── ROWS

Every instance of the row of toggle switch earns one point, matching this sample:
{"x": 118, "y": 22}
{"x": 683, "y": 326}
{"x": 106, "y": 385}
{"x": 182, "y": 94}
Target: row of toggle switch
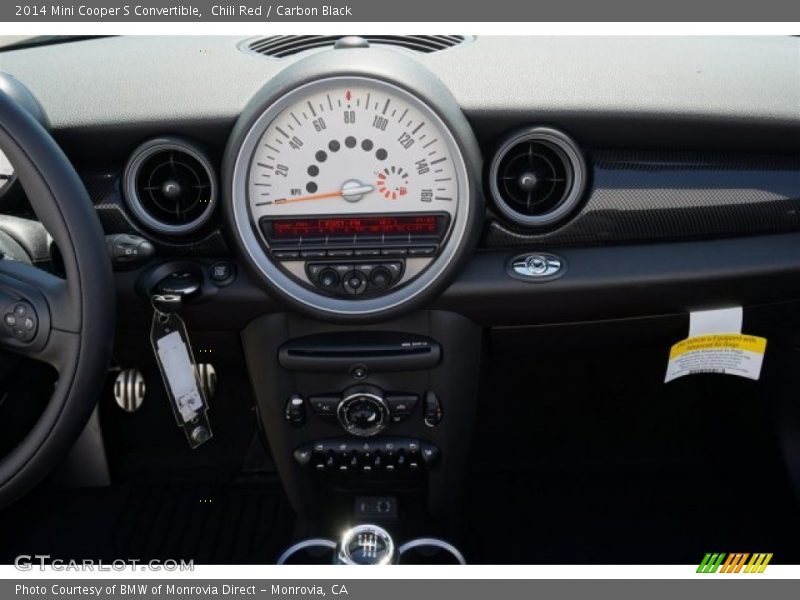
{"x": 353, "y": 457}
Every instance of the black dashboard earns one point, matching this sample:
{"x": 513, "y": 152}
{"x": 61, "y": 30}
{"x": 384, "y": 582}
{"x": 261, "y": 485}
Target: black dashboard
{"x": 676, "y": 152}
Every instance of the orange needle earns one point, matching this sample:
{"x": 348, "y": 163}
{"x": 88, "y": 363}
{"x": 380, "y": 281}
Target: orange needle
{"x": 307, "y": 198}
{"x": 355, "y": 190}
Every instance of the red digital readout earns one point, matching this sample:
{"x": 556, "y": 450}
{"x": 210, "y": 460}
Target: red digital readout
{"x": 349, "y": 226}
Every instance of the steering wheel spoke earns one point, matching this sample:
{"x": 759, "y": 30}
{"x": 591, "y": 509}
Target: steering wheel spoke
{"x": 35, "y": 313}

────

Reproduce the full material exactly, excluding the pictures.

TASK RESULT -
Every instance of the row of toggle switch earns one point, matching this sample:
{"x": 118, "y": 22}
{"x": 683, "y": 326}
{"x": 106, "y": 385}
{"x": 182, "y": 94}
Target: row of toggle switch
{"x": 353, "y": 457}
Every instance of the black dashboard earns one point, matching this sample:
{"x": 513, "y": 152}
{"x": 61, "y": 30}
{"x": 384, "y": 582}
{"x": 261, "y": 485}
Target: black dashboard
{"x": 676, "y": 152}
Every instance of the orange needle earns one point, matching this sample:
{"x": 348, "y": 163}
{"x": 88, "y": 363}
{"x": 380, "y": 281}
Target: orange needle
{"x": 307, "y": 198}
{"x": 355, "y": 190}
Every instance of the red digital readout earns one point, matching this sample:
{"x": 556, "y": 450}
{"x": 210, "y": 460}
Target: red digital readout
{"x": 349, "y": 226}
Every instance of the steering wheel spoke earns one point, matching this sample:
{"x": 759, "y": 30}
{"x": 591, "y": 509}
Target: steering wheel spoke
{"x": 35, "y": 313}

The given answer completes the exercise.